====== DOCUMENT SEGMENT

Well, I disagree.  I think the guy at google wanted to optimize this,
and he got it wrong.

Reply | Threaded
Open this post in threaded view
|

Re: fread() on unbuffered FILE doesn't set feof flag

Theo de Raadt-2
In reply to this post by Todd C. Miller-2
my point continues to be that enh@google optimized something, but
didn't handle all the cases

that should be fixed

but until it is fixed, the change should be backed out entirely.

#if 0 is lame.

blaming torek's stdio internals for this bug is makes no sense.

Reply | Threaded
Open this post in threaded view
|

Re: fread() on unbuffered FILE doesn't set feof flag

Vadim Zhukov-2
In reply to this post by Sebastien Marie-3
ср, 12 дек. 2018 г. в 10:59, Sebastien Marie <[hidden email]>:

>
> On Tue, Dec 11, 2018 at 03:08:38PM -0700, Todd C. Miller wrote:
> > On Tue, 11 Dec 2018 20:35:05 +0100, Sebastien Marie wrote:
> >
> > > According to stdio.h, 6 = __SNBF | __SRD, so "unbuffered" and "OK to read".
> > >
> > > the feof() call returns false, the python code interpretes it as an error.
> > >
> > > When looking at fread(3) code in libc, I found that we doesn't set
> > > __SEOF when the FILE is unbuffered.
> >
> > Yes, that is a bug.  The code should probably be calling __srefill(),
> > though we'd need to set _bf._base and _bf._size appropriately so
> > it doesn't use _nbuf.  Some care is required...
> >
> >  - todd
>
> It seems it is the rediscover of a previously signaled bug by zhuk@ .
> see https://marc.info/?l=openbsd-tech&m=152554758706248&w=2
>
> I found it after setting up a patch, and it is mostly the same than the
> proposed one by zhuk@, so I take his diff (exactly, only the chunk that
> correct the bug. his diff also corrects something else, but I prefer to
> take care to only one thing a time).
>
> The approch is to directly set __SEOF or __SERR. It is more simple than
> trying to reuse __srefill().

============
====== INFORMATION SHOWN

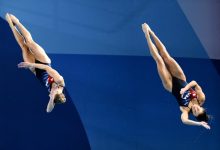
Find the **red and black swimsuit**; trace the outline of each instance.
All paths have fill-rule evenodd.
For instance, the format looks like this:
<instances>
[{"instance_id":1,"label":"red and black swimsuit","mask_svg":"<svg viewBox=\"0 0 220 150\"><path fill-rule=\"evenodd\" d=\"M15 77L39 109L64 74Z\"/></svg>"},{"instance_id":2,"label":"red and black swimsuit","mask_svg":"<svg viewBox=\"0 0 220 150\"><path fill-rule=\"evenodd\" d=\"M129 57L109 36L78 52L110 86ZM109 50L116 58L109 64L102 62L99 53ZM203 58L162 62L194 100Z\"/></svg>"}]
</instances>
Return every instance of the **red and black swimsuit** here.
<instances>
[{"instance_id":1,"label":"red and black swimsuit","mask_svg":"<svg viewBox=\"0 0 220 150\"><path fill-rule=\"evenodd\" d=\"M192 99L194 98L197 99L197 94L194 88L190 88L189 90L184 92L182 95L180 94L180 90L188 84L186 81L183 81L176 77L172 77L172 84L173 84L172 94L176 97L176 100L179 106L188 107L189 102Z\"/></svg>"},{"instance_id":2,"label":"red and black swimsuit","mask_svg":"<svg viewBox=\"0 0 220 150\"><path fill-rule=\"evenodd\" d=\"M51 66L51 64L42 63L38 60L35 60L35 63ZM42 70L42 69L35 68L35 72L36 72L36 77L38 78L38 80L41 82L41 84L46 86L46 88L48 89L48 92L50 92L52 84L55 82L54 78L51 77L45 70Z\"/></svg>"}]
</instances>

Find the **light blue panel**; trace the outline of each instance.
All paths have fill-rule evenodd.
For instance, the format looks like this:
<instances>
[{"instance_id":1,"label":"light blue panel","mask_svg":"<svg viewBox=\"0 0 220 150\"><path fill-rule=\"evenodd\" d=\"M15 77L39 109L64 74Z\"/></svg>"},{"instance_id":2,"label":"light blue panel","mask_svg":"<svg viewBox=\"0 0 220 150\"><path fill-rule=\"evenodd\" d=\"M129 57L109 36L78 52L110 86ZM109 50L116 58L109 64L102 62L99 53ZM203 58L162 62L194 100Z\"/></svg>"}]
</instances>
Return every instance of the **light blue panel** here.
<instances>
[{"instance_id":1,"label":"light blue panel","mask_svg":"<svg viewBox=\"0 0 220 150\"><path fill-rule=\"evenodd\" d=\"M220 59L220 1L178 0L196 35L211 59Z\"/></svg>"},{"instance_id":2,"label":"light blue panel","mask_svg":"<svg viewBox=\"0 0 220 150\"><path fill-rule=\"evenodd\" d=\"M207 58L176 0L12 0L0 8L49 53L149 55L141 30L147 22L173 56Z\"/></svg>"}]
</instances>

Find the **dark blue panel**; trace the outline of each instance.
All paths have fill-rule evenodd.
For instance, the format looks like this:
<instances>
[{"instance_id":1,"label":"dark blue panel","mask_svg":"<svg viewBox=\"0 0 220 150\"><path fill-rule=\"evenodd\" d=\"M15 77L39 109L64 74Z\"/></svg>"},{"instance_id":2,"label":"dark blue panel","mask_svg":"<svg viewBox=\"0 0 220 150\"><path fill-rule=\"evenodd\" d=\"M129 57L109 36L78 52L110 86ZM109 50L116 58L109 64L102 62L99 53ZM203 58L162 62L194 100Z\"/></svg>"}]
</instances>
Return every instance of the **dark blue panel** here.
<instances>
[{"instance_id":1,"label":"dark blue panel","mask_svg":"<svg viewBox=\"0 0 220 150\"><path fill-rule=\"evenodd\" d=\"M47 89L28 70L17 69L22 61L8 24L0 19L0 149L89 150L84 127L68 92L67 103L46 113Z\"/></svg>"}]
</instances>

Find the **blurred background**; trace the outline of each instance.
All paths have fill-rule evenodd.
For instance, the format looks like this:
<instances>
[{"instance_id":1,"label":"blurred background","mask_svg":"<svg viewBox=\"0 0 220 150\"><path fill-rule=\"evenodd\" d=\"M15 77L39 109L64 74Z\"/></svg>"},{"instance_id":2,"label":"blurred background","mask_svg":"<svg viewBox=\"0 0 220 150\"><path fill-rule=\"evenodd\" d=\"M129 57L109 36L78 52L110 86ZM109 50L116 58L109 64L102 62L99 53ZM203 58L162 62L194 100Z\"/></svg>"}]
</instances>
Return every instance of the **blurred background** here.
<instances>
[{"instance_id":1,"label":"blurred background","mask_svg":"<svg viewBox=\"0 0 220 150\"><path fill-rule=\"evenodd\" d=\"M46 114L48 93L27 70L9 12L65 78L68 102ZM0 1L0 149L220 149L220 1ZM161 84L141 30L148 23L196 80L210 131L185 126Z\"/></svg>"}]
</instances>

============

§ **PROBLEMS**:
• a. In the fread() thread, what approach does the proposed fix take?
• b. Please substitute "draw" for "trace" in the listing lines running from the one holding "Find the **dark" through the end of the listing, inclusive, and return only those lines.

§ **PER-TASK ANSWERS**:
• a. It directly sets __SEOF or __SERR.

• b.
Find the **dark blue panel**; draw the outline of each instance.
All paths have fill-rule evenodd.
For instance, the format looks like this:
<instances>
[{"instance_id":1,"label":"dark blue panel","mask_svg":"<svg viewBox=\"0 0 220 150\"><path fill-rule=\"evenodd\" d=\"M15 77L39 109L64 74Z\"/></svg>"},{"instance_id":2,"label":"dark blue panel","mask_svg":"<svg viewBox=\"0 0 220 150\"><path fill-rule=\"evenodd\" d=\"M129 57L109 36L78 52L110 86ZM109 50L116 58L109 64L102 62L99 53ZM203 58L162 62L194 100Z\"/></svg>"}]
</instances>
Return every instance of the **dark blue panel** here.
<instances>
[{"instance_id":1,"label":"dark blue panel","mask_svg":"<svg viewBox=\"0 0 220 150\"><path fill-rule=\"evenodd\" d=\"M47 89L28 70L17 69L22 61L8 24L0 19L0 149L89 150L84 127L68 92L67 103L46 113Z\"/></svg>"}]
</instances>

Find the **blurred background**; draw the outline of each instance.
All paths have fill-rule evenodd.
For instance, the format looks like this:
<instances>
[{"instance_id":1,"label":"blurred background","mask_svg":"<svg viewBox=\"0 0 220 150\"><path fill-rule=\"evenodd\" d=\"M15 77L39 109L64 74Z\"/></svg>"},{"instance_id":2,"label":"blurred background","mask_svg":"<svg viewBox=\"0 0 220 150\"><path fill-rule=\"evenodd\" d=\"M129 57L109 36L78 52L110 86ZM109 50L116 58L109 64L102 62L99 53ZM203 58L162 62L194 100Z\"/></svg>"}]
</instances>
Return every instance of the **blurred background** here.
<instances>
[{"instance_id":1,"label":"blurred background","mask_svg":"<svg viewBox=\"0 0 220 150\"><path fill-rule=\"evenodd\" d=\"M46 114L48 93L27 70L9 12L65 78L68 102ZM0 1L0 149L220 149L220 1ZM161 84L141 30L148 23L196 80L210 131L185 126Z\"/></svg>"}]
</instances>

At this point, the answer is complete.